Records from a dataset:
□ □ □ □

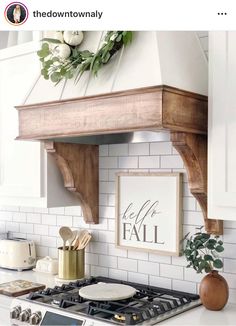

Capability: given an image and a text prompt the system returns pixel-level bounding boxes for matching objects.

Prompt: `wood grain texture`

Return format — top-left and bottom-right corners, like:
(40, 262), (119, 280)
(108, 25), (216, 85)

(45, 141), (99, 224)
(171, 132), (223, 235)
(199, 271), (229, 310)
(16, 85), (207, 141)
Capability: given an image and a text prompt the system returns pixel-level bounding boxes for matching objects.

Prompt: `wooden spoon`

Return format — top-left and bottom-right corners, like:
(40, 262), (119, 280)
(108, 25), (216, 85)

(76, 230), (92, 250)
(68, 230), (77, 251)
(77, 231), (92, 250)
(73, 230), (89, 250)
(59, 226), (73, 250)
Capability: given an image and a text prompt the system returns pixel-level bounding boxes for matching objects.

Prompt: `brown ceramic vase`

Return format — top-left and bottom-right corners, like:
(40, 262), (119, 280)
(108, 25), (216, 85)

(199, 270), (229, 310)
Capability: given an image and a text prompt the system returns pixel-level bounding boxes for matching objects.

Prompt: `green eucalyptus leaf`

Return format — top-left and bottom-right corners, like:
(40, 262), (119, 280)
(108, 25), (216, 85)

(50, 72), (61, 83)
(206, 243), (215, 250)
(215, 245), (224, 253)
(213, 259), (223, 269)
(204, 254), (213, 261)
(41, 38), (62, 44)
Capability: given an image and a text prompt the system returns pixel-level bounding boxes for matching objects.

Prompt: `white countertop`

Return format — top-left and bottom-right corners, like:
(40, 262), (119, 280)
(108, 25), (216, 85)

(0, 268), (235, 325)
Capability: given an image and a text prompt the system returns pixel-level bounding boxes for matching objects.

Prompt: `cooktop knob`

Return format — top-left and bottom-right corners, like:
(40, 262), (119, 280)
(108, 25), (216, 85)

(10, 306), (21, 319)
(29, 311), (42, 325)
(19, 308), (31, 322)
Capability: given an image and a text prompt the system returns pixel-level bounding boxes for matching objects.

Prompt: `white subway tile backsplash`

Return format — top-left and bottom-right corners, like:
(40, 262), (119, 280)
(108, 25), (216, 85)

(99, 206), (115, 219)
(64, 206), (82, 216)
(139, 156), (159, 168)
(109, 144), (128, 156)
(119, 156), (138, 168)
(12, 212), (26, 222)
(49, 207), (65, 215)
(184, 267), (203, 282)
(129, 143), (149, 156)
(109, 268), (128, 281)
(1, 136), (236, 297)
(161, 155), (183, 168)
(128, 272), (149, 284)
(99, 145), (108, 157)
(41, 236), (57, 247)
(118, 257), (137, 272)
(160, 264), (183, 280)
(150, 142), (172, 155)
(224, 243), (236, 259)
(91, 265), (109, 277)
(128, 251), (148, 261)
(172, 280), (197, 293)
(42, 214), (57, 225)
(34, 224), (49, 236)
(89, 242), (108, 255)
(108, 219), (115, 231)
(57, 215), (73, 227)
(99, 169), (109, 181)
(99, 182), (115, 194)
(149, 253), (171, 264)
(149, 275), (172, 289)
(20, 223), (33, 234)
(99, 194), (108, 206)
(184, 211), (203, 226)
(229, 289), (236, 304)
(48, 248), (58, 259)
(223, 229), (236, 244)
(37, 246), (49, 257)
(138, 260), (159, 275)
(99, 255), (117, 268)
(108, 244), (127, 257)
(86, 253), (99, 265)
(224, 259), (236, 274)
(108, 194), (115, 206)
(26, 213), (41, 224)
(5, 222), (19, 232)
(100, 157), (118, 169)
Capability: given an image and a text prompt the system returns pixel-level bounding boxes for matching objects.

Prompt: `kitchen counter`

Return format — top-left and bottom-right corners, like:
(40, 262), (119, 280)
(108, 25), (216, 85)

□ □ □ □

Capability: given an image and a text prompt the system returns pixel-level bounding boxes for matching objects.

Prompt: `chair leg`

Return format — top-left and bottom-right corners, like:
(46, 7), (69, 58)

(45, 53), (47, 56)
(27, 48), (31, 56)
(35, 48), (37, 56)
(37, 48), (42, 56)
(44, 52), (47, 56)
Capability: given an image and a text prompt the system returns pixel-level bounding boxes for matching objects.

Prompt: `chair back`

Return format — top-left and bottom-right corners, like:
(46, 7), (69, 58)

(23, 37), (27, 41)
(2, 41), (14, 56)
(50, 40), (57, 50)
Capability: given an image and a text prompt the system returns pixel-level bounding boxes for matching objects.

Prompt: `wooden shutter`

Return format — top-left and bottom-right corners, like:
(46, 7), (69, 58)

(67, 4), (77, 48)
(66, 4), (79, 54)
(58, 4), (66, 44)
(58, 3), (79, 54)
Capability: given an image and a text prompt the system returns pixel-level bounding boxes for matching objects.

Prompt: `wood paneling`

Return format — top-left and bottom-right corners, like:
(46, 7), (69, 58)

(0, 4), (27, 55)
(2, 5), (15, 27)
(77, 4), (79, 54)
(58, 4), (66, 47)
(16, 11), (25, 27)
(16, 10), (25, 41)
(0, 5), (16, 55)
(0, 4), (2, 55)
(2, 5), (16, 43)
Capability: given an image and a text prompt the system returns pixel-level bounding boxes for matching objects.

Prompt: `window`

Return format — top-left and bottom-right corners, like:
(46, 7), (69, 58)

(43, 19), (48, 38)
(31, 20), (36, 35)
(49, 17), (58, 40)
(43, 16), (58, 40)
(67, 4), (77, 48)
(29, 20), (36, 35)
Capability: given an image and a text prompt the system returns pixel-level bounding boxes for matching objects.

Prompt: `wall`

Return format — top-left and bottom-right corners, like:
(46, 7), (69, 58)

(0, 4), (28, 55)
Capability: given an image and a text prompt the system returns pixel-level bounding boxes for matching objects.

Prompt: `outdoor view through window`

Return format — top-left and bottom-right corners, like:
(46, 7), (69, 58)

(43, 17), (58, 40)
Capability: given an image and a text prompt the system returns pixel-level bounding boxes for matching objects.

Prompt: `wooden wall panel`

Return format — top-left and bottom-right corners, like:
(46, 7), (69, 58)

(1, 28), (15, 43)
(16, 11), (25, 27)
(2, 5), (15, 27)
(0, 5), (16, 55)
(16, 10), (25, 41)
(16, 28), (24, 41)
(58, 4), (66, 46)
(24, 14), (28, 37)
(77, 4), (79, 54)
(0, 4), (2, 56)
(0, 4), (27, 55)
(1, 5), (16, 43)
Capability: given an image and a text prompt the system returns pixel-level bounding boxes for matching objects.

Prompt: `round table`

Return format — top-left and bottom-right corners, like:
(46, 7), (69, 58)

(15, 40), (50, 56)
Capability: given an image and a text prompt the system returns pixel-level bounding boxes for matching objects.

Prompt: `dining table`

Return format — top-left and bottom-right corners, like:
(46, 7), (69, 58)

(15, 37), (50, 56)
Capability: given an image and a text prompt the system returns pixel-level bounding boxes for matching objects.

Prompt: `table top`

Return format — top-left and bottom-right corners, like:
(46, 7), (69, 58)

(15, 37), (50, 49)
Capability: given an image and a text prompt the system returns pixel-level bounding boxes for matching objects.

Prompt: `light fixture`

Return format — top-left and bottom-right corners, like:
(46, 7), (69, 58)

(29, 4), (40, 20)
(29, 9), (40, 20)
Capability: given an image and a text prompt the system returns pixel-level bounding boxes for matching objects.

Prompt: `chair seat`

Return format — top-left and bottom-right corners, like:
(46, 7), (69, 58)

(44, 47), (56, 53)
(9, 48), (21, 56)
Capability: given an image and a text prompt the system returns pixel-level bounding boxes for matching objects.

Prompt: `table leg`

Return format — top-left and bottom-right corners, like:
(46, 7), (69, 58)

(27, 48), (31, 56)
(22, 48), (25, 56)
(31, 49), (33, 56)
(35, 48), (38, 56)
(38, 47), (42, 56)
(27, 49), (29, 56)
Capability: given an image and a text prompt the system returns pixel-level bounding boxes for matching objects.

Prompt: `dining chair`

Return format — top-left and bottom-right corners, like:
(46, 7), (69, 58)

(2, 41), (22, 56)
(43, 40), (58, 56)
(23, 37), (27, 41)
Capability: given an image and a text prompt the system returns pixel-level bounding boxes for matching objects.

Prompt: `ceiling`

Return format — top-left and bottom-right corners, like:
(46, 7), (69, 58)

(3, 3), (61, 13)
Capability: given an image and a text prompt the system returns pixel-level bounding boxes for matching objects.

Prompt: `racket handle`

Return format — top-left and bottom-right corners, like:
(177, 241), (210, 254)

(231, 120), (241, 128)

□ □ □ □

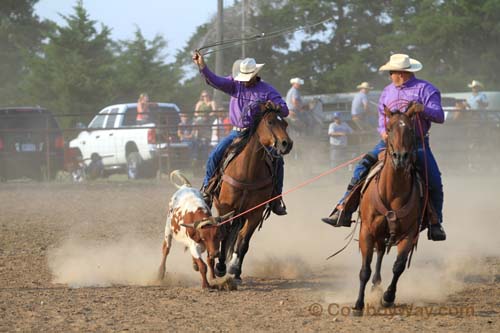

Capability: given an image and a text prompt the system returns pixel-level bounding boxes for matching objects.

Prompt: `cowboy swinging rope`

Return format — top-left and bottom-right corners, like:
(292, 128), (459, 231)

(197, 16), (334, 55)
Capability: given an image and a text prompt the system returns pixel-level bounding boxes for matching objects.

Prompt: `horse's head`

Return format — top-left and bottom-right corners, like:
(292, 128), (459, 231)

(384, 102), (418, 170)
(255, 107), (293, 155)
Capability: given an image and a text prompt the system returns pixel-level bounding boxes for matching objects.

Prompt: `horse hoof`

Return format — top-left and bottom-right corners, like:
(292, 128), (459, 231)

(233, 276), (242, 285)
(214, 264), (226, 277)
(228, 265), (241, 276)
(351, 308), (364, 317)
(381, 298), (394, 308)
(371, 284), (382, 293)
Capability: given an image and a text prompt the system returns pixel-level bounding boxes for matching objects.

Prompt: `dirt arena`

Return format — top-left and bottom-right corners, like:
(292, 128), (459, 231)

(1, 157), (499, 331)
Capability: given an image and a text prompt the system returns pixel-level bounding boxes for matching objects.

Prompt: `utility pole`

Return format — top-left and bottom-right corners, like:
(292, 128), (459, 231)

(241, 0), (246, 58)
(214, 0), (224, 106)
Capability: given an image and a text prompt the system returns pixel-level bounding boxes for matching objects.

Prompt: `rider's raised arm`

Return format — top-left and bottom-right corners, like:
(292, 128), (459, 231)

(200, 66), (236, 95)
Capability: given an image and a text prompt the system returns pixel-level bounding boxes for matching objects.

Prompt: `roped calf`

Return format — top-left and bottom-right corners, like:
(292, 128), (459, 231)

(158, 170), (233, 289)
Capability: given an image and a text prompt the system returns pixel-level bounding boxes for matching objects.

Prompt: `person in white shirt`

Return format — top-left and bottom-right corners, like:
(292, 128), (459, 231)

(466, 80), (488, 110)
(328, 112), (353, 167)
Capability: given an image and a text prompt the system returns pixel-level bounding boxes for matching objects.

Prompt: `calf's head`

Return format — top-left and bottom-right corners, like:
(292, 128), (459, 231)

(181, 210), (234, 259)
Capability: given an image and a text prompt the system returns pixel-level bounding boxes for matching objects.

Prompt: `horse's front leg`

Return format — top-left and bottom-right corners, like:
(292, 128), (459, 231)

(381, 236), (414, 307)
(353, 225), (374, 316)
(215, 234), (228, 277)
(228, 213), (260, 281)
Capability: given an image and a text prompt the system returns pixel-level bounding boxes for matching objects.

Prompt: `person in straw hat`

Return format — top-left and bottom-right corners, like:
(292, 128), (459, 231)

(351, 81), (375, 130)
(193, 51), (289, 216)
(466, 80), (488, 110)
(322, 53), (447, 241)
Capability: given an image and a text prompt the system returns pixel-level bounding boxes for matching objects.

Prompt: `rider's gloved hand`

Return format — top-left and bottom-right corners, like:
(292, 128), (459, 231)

□ □ □ □

**YOUR ASSIGNMENT**
In the records above, find every line with the word "calf" and copy it.

**RESPONSE**
Prompt: `roped calf`
Prompt: `calf's head`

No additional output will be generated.